## WRITTEN PROBLEM
Reproduce the records below line for line, with nothing changed or left out.

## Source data

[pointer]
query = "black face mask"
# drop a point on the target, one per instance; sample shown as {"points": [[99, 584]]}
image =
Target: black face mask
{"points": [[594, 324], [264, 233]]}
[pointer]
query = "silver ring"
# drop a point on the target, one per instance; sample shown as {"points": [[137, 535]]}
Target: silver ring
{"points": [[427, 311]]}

## OUTPUT FOR THIS EXERCISE
[pointer]
query = "black face mask"
# drop a point on the target, one per instance; sample shown as {"points": [[99, 584]]}
image =
Target: black face mask
{"points": [[594, 324], [264, 233]]}
[pointer]
query = "silver ring"
# drop a point on the target, one per instance; sample shown as {"points": [[137, 535]]}
Target: silver ring
{"points": [[427, 311]]}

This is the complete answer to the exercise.